*Document excerpt*.
☆ ☆ ☆

Paperwork Trap
The term “red tape” typically applies to bureaucratic or administrative frictions that inflate the time or resource costs of completing some kind of process.
So if you want to make a new law, but rules are changed so that it takes a year rather than a week just to get the ball rolling on that process, you may be less likely to try to do so.
Similarly, if you want to build new housing and there are a bunch of regulations that stand between you and a finished apartment building, it’s possible you’ll invest your money elsewhere because every additional bit of paperwork, and every additional cost—money- and time-related—add to both the headache and the final price tag of your investment.
At some point, that red tape may increase the cost of building housing to the point that few people or businesses even try to do so because they can no longer recoup their investment. They may also only build high-end structures for people with a lot of money to spend, because that’s the only way they stand a chance of making back what they put into the construction.
Lawmakers who are stymied by a quagmire of procedural rules may likewise seek out alternatives, aiming to adjust existing laws rather than introducing new ones, or opting to reinterpret, challenge, or find creative ways around those that are currently on the books, rather than opting to wade through the morass of passing a new law—even if that latter option would be better by most metrics if eventually successful.

☆ ☆ ☆

*Listed entries*.
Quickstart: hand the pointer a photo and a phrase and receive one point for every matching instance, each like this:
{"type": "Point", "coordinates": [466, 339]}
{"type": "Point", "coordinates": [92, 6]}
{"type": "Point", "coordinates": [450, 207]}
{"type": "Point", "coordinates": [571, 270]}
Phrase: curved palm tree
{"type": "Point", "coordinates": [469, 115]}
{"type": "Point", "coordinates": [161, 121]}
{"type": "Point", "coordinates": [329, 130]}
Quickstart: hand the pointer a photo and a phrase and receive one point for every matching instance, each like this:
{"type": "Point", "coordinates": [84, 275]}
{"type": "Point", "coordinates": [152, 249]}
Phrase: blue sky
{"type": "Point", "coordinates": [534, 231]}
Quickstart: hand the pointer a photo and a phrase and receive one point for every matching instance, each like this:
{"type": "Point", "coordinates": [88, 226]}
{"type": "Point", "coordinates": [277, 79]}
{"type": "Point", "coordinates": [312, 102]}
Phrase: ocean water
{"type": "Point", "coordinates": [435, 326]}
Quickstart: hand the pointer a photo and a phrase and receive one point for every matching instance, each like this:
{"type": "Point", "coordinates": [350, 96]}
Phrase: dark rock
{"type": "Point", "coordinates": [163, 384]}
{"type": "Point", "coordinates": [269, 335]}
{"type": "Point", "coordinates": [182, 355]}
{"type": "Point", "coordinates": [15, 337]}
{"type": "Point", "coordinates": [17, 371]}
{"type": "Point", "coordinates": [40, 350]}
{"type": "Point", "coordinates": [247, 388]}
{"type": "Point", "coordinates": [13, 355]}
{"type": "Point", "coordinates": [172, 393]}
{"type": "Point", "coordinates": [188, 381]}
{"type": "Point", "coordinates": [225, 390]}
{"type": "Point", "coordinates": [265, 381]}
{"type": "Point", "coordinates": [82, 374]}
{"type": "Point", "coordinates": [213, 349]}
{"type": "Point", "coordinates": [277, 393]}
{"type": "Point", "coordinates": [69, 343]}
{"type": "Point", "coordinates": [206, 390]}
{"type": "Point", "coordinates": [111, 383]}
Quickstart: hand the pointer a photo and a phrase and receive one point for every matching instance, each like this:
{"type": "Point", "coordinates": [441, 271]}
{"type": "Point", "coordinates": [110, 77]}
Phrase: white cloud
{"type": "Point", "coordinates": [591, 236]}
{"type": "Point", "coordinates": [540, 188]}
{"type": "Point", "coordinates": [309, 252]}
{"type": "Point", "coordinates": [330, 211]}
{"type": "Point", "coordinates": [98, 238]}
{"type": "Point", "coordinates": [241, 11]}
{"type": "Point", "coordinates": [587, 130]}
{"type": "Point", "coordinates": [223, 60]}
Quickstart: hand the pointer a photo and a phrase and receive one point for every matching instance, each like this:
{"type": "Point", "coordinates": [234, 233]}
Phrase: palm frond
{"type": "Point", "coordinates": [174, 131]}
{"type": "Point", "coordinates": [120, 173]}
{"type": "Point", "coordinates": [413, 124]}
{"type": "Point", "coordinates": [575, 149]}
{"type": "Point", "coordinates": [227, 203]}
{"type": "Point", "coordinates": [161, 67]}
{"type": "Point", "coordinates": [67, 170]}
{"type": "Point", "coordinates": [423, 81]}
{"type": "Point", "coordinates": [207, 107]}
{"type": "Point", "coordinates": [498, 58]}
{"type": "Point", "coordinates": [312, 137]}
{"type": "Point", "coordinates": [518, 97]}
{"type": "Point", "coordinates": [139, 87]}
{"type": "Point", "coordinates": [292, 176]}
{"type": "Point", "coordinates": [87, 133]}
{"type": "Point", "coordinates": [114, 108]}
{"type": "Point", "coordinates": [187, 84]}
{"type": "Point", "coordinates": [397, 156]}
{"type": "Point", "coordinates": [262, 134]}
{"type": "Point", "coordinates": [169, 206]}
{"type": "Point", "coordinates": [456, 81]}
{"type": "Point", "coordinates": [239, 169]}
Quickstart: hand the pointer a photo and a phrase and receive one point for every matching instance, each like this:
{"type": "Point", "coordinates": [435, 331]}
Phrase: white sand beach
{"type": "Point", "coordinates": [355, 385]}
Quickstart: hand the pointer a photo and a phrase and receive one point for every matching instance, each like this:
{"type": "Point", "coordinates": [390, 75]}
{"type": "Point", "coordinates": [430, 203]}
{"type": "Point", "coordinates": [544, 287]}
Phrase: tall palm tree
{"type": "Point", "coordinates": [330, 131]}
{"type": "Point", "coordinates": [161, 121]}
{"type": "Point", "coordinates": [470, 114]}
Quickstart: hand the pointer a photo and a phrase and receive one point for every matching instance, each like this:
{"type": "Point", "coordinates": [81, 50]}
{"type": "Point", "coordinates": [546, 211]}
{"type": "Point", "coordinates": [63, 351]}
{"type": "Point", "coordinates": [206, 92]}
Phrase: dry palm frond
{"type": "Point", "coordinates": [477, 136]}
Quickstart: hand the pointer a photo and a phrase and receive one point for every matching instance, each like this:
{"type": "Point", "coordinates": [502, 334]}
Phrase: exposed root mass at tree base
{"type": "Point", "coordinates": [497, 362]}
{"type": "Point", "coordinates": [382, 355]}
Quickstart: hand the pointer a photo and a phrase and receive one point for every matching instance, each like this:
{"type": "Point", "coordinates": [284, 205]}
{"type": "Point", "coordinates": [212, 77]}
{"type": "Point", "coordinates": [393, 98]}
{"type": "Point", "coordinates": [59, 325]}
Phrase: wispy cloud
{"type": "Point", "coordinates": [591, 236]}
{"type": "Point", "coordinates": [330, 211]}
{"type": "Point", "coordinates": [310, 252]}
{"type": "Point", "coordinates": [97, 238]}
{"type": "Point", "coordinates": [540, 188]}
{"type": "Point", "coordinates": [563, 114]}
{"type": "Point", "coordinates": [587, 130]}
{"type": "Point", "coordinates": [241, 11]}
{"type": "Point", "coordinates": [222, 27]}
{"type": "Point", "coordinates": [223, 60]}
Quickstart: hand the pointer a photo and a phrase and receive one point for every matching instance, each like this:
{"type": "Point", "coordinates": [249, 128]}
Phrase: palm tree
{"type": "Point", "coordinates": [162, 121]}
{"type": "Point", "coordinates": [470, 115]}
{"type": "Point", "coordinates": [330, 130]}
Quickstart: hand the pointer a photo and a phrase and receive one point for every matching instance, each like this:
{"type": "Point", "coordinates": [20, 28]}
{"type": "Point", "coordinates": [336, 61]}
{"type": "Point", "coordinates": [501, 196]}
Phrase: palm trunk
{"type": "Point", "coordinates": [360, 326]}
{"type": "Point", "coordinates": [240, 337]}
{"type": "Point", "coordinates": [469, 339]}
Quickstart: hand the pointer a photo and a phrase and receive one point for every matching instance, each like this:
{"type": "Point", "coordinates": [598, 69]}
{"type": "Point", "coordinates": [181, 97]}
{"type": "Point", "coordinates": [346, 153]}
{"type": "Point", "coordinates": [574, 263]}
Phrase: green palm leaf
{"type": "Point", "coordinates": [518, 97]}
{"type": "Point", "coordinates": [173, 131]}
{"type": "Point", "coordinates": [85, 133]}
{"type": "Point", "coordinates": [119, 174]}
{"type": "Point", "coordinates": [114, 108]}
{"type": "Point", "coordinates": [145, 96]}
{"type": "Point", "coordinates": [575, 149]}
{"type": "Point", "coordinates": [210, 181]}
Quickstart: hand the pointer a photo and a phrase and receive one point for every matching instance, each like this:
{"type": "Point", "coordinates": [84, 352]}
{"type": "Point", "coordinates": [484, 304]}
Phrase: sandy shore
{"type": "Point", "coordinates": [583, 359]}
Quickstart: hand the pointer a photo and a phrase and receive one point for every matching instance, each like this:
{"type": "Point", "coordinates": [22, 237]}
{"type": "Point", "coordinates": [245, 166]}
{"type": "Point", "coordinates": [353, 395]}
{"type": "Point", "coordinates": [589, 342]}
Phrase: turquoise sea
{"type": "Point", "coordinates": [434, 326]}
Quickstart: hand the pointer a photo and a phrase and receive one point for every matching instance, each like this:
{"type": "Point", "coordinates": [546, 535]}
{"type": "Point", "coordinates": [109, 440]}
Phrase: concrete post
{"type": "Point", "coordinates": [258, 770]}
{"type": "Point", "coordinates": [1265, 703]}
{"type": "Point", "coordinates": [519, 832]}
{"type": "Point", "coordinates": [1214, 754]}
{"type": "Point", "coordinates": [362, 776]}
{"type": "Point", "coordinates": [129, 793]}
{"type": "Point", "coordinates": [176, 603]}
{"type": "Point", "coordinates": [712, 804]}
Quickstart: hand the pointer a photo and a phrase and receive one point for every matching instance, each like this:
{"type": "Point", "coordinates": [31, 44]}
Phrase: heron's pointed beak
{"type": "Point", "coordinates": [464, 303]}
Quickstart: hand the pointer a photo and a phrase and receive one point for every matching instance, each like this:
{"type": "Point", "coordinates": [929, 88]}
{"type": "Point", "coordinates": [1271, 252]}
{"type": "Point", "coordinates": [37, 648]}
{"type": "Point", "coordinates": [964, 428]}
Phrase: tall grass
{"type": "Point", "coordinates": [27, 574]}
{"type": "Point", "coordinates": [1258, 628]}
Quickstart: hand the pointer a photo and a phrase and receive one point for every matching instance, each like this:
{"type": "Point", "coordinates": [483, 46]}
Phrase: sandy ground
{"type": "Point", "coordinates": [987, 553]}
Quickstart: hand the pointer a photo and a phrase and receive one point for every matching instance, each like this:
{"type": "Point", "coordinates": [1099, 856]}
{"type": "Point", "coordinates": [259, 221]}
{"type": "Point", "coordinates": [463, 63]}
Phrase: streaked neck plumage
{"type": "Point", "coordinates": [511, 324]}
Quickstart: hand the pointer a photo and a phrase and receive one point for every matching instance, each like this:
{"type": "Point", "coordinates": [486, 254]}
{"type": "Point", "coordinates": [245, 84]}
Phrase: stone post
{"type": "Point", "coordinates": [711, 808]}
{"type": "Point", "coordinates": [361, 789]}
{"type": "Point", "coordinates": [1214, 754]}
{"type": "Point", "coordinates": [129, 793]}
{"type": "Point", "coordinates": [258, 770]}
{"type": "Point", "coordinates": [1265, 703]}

☆ ☆ ☆

*What to do*. Pick up the passage on red tape and carry it on from its last sentence.

*Answer box*.
Sometimes red tape emerges out of otherwise well-intended actions, like environmentalists who want to protect ecosystems who accidentally, over the course of decades, support so many construction regulations that they impede the development of inexpensive housing in areas where such development is desperately needed.
In other cases, though, red tape is used strategically by people, organizations, and administrations that hope to achieve a particular outcome.
The term “Paperwork Trap” is sometimes used to describe the bureaucratic red tape people encounter when trying to access government resources.
If you’re attempting to use a safety net program but are unable to navigate all the paperwork required to get signed up (and if you know that you’ll have to navigate all that paperwork again and again, to keep your place in the program, if you are eventually successful), that may keep you from accessing and benefitting from those resources—there are too many hoops to jump through, and too much uncertainty involved.
This is also sometimes called “Administrative Burden,” though this term is inclusive of not just the paperwork burden, but also the psychological, educational, and social burdens associated with some types of red tape.
It can be emotionally difficult to go through these sorts of processes when you’re already low on money, can’t afford rent, and/or are suffering from a chronic medical condition. You may also have to do a bunch of research just to figure out how to get the resources you’d like to access, and you may also be embarrassed about needing to tap those resources just to keep a roof over your head and food on the table.
These are all burdensome elements of some such programs, and the addition of abundant paperwork (alongside rules that deny access if one field on one piece of paper isn’t filled-out or filed correctly) can amplify all of those issues, while also reducing the use of these programs (the same general strategy is sometimes used to keep some groups of people from voting by administrations that don’t think those groups will vote for them).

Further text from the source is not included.